Named region outline records

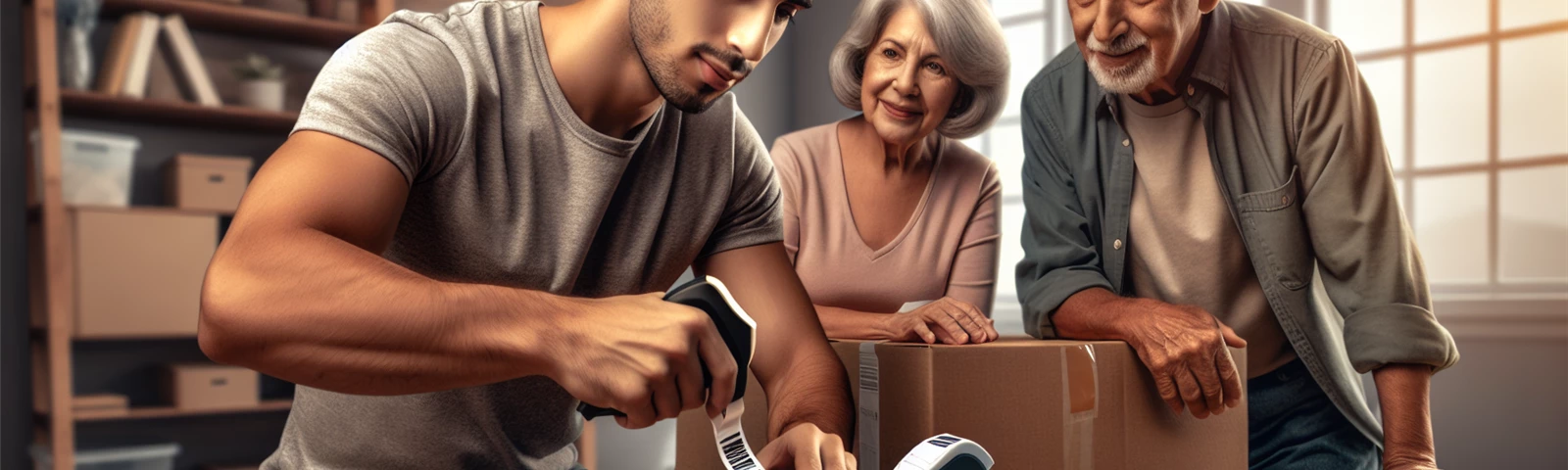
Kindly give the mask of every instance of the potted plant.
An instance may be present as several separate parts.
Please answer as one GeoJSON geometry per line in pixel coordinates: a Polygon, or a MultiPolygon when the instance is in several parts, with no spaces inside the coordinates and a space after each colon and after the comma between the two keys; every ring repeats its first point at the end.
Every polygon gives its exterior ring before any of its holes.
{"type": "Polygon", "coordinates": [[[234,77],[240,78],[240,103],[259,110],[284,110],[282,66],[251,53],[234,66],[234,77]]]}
...
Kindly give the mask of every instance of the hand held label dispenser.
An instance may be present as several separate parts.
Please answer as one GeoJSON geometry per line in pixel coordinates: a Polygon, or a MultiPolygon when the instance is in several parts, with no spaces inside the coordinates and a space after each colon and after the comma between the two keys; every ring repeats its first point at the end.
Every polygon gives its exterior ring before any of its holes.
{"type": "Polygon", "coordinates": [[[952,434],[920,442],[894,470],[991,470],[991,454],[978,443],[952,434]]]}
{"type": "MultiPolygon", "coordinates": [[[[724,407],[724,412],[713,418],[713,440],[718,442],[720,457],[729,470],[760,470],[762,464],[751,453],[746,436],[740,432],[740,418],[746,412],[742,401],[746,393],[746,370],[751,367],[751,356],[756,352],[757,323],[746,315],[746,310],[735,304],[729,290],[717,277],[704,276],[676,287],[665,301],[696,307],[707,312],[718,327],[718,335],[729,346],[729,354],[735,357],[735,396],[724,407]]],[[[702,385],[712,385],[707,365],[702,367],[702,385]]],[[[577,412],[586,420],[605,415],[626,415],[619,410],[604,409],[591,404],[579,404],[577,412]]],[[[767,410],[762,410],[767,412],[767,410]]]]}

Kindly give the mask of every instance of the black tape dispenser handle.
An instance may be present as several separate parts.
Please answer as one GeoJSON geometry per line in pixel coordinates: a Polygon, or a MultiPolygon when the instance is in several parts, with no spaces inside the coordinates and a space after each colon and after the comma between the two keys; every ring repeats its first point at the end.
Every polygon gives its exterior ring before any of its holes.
...
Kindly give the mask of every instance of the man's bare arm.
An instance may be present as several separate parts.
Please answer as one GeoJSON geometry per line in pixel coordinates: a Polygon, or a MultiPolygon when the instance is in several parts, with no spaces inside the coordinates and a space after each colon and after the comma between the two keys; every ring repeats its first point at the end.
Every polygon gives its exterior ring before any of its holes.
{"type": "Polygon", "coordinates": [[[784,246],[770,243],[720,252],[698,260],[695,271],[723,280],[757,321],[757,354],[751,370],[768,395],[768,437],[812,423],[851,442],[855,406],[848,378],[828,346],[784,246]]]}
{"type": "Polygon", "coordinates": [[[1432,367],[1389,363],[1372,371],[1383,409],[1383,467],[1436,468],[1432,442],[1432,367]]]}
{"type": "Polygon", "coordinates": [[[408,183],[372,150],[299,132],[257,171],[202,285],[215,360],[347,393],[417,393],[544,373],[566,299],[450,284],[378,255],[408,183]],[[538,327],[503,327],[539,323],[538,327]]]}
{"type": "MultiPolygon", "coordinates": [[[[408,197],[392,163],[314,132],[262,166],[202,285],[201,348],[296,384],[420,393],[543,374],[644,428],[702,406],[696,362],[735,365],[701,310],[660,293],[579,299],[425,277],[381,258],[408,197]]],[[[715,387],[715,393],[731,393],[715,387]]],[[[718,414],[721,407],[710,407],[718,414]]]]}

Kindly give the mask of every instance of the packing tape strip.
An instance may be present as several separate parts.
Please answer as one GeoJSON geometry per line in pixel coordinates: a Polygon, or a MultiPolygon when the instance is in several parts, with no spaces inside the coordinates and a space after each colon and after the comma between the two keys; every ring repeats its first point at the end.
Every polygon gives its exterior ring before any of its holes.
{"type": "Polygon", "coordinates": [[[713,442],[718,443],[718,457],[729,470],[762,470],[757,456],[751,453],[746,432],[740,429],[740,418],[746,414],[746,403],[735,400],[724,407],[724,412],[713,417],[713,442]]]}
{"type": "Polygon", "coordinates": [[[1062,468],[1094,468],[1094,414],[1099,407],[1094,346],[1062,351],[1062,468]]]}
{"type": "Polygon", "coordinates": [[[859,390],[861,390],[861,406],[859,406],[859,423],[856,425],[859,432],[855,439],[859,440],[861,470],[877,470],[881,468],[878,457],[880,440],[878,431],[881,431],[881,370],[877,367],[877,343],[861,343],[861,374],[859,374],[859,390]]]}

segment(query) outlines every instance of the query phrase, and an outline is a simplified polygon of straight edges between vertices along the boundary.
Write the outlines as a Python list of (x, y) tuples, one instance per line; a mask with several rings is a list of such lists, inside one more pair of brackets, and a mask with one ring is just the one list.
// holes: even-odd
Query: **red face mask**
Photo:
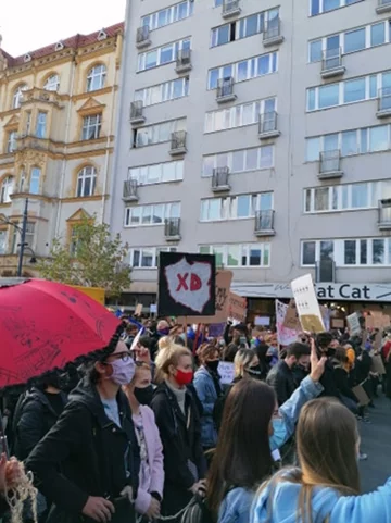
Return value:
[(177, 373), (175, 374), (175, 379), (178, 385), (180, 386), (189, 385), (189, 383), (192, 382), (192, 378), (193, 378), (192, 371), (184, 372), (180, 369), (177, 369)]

== Exercise goal ==
Swap "packing tape strip" for "adhesive tape strip" in the listing, from the line with "Kindly give the mask of every instance of the packing" up to and including the line with "369), (177, 369)]", and give back only those lines with everything else unchanged. Leave the pictures out of your answer.

== Task solution ==
Kindly give the mask of every instance of the adhesive tape strip.
An instance may be present as several separate parts.
Please answer as one GeoJSON geometry per line in pixel coordinates: a Polygon, or a MultiPolygon when the instance is in several parts, with no spaces inside the coordinates and a space after each colon and after the comma between the two keys; every ring repeats its first point at the end.
Every polygon gives its exterior ring before any of its holes.
{"type": "Polygon", "coordinates": [[[713,442],[718,443],[718,457],[729,470],[762,470],[757,456],[751,453],[746,432],[740,429],[740,418],[746,414],[746,403],[735,400],[724,407],[724,412],[713,417],[713,442]]]}
{"type": "Polygon", "coordinates": [[[1062,468],[1094,468],[1094,414],[1099,407],[1094,346],[1062,351],[1062,468]]]}
{"type": "Polygon", "coordinates": [[[859,390],[861,390],[861,406],[859,406],[859,423],[856,425],[859,432],[855,439],[859,440],[861,470],[877,470],[881,468],[878,457],[880,440],[878,431],[881,431],[881,370],[877,367],[877,343],[861,343],[861,374],[859,374],[859,390]]]}

segment(query) outlines every instance of the query phrase, and an outline is a simplified polygon of straight edges between vertices along the boundary.
Write the outlines as a Python list of (x, y) tuples, one instance per line; a mask with several rings is a list of such lists, inside one more pair of brackets, and a mask with one ring is just the one list.
// holes: even-odd
Query: **red face mask**
Photo:
Return value:
[(177, 373), (175, 374), (175, 379), (178, 385), (180, 386), (189, 385), (189, 383), (192, 382), (192, 378), (193, 378), (192, 371), (184, 372), (180, 369), (177, 369)]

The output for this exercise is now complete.